*QUOTED PASSAGE*
►
Chelsea and Westminster Hospital NHS Foundation Trust runs two main hospitals:
- Chelsea and Westminster Hospital
- West Middlesex University Hospital
We also offer a range of community based services, including our award winning sexual health and HIV clinics across London.
With 5,000 staff caring for nearly one million people locally, regionally, nationally and internationally, we provide a range a specialist clinical services as well as general hospital services for people living locally, which include A&E and maternity at both our hospital sites.
Our ambition is to lead the NHS with world class, patient focused healthcare delivered locally. Our teams will go beyond for their patients and community in order to deliver against this aim.
Chelsea and Westminster Hospital
Chelsea and Westminster Hospital was built in just five years and opened in 1993, on the site once occupied by St Stephen’s Hospital—bringing together staff, services and equipment from five London hospitals.
- Westminster Hospital: founded as a voluntary hospital in a small house in Petty France, Pimlico, with just 10 beds in 1719.
- Westminster Children’s Hospital: built in 1907 as The Infant’s Hospital. Originally in Vincent Square SW1, the hospital pioneered the treatment of malnutrition in infants.
- West London Hospital: opened in 1860 the hospital was known from the early 1970s for its women-centred maternity service.
- St Mary Abbots Hospital: an infirmary occupied the site of what had been the Kensington work house. The hospital was founded in the late 19th century.
- St Stephen’s Hospital: a map of 1664 indicates, on this site, “The hospital in Little Chelsea”. Later there was a workhouse then an infirmary before St Stephen’s was founded in the late 1800s.
The hospital is modern and attractive, with displays of art from the present day to the sixteenth century.
West Middlesex University Hospital
West Middlesex has a long history of pioneering, innovative healthcare.
It opened in 1894 as the Brentford Workhouse Infirmary and became known as West Middlesex Hospital in about 1920.
The new building was built between 2001 and 2003, when the original buildings were deemed to be no longer suitable for the needs of the hospital. Approximately half of the original site was sold, allowing refurbishment of two remaining buildings at the east of the site.
Today it is at the heart of the local community—a modern, award-winning hospital with state of the art facilities.
◄
*WORK REQUEST 1*
From the hospital trust overview above, write out the passage that opens with the words containing "Our ambition is" and closes with "malnutrition in infants.", unchanged.
*WORK REQUEST 2*
Render this sentence from the hospital trust overview above in French: "West Middlesex has a long history of pioneering, innovative healthcare."

*GIVEN DATA*
►
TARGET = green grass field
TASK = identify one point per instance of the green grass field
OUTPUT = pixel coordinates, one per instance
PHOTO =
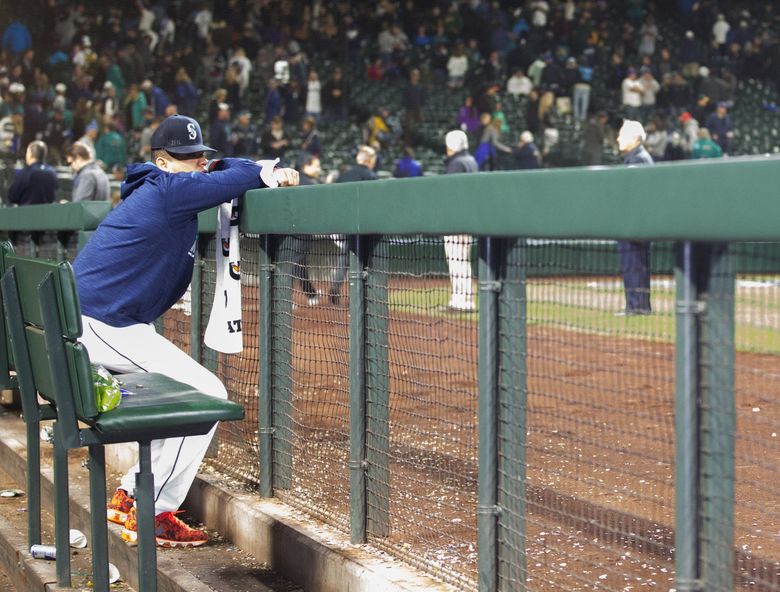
(573, 306)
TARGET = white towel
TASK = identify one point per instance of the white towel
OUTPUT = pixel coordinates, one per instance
(224, 332)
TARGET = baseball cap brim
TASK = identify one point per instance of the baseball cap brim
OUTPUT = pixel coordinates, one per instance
(190, 149)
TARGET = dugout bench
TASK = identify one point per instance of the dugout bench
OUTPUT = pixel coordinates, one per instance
(43, 317)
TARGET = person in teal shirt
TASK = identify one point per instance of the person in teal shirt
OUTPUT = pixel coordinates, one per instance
(705, 146)
(135, 103)
(111, 148)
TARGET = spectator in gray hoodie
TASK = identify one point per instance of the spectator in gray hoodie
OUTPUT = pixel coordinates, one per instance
(90, 182)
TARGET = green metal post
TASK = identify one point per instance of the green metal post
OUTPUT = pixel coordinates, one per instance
(718, 423)
(99, 531)
(265, 418)
(144, 501)
(196, 299)
(487, 486)
(61, 508)
(281, 368)
(686, 421)
(33, 480)
(377, 391)
(357, 392)
(512, 415)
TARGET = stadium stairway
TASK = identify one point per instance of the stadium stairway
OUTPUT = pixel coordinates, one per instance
(261, 545)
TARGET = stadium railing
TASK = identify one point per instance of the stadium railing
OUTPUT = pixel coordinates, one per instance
(542, 443)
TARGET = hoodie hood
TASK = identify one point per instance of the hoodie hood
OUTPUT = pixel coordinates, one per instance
(137, 174)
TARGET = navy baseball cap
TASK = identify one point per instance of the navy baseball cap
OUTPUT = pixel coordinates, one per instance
(179, 134)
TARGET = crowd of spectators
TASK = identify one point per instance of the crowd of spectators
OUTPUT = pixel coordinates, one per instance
(264, 76)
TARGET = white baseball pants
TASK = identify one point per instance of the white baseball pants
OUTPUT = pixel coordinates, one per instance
(139, 348)
(458, 248)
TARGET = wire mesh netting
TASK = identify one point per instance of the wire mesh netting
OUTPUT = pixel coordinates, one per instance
(586, 430)
(599, 461)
◄
*PROBLEM SOLUTION 1*
Our ambition is to lead the NHS with world class, patient focused healthcare delivered locally. Our teams will go beyond for their patients and community in order to deliver against this aim.
Chelsea and Westminster Hospital
Chelsea and Westminster Hospital was built in just five years and opened in 1993, on the site once occupied by St Stephen’s Hospital—bringing together staff, services and equipment from five London hospitals.
- Westminster Hospital: founded as a voluntary hospital in a small house in Petty France, Pimlico, with just 10 beds in 1719.
- Westminster Children’s Hospital: built in 1907 as The Infant’s Hospital. Originally in Vincent Square SW1, the hospital pioneered the treatment of malnutrition in infants.

*PROBLEM SOLUTION 2*
West Middlesex a une longue histoire de soins de santé pionniers et innovants.